| Action item |
Restate the last part of the records below word for word, beginning at the line with "Guideline: for each instance of the iron" and ending at the final line.

| Given data |
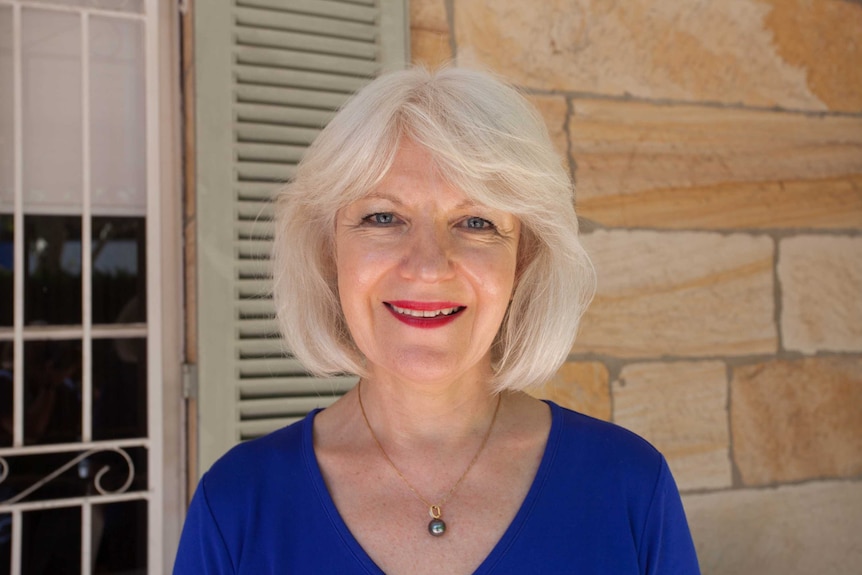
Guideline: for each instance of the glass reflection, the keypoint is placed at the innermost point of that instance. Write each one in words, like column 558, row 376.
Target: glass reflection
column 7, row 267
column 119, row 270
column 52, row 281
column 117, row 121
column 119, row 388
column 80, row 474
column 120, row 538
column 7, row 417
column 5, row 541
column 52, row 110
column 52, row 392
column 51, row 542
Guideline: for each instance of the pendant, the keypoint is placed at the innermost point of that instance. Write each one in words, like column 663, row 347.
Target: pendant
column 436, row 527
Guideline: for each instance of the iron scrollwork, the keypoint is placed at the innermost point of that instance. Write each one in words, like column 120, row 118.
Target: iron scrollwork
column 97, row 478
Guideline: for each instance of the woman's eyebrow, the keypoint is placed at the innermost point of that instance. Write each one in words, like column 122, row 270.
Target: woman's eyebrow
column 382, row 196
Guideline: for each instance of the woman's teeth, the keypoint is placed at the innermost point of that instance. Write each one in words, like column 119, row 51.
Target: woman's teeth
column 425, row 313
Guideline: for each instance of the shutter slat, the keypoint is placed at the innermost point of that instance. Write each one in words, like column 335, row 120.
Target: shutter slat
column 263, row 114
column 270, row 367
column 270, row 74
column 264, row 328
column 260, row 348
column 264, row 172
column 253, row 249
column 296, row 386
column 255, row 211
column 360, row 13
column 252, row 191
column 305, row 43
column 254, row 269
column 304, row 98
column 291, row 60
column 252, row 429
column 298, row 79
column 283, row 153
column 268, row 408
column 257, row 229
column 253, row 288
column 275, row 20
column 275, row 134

| Exercise solution |
Guideline: for each instance of the iron scrollwork, the keypoint is placed at the innermost point of that instance. Write each one in words, like column 120, row 118.
Target: iron scrollwork
column 97, row 478
Guideline: for each instance of the woman's eyebrow, the keypoint is placed at the innermost point of that instance. Write each one in words, like column 122, row 270.
Target: woman's eyebrow
column 382, row 196
Guideline: for each instance of the woman's teeth, the keypoint is placed at the innermost point of that instance. Write each one in words, like column 119, row 51.
Target: woman's teeth
column 425, row 313
Guideline: for each instance of the shutter slat, the keypoint is placed at the innermost point of that instance. Write each one in words, like column 335, row 120.
Target: shutter slat
column 263, row 114
column 270, row 367
column 270, row 74
column 264, row 328
column 260, row 348
column 264, row 172
column 253, row 249
column 296, row 386
column 255, row 211
column 360, row 13
column 252, row 191
column 305, row 43
column 254, row 269
column 304, row 98
column 291, row 60
column 252, row 429
column 298, row 79
column 283, row 153
column 268, row 408
column 257, row 229
column 253, row 288
column 275, row 20
column 275, row 134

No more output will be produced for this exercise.